● Entries shown
══════

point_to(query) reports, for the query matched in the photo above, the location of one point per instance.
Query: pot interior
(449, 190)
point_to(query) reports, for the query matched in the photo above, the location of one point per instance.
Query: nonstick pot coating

══════

● Task directions
Duplicate each of the records above line for line, keeping every character unchanged.

● Task response
point_to(query) reports, for the query matched in the photo above, the location of one point per instance.
Query: pot interior
(449, 190)
point_to(query) reports, for the query matched in the photo above, the location of one point per instance.
Query: nonstick pot coating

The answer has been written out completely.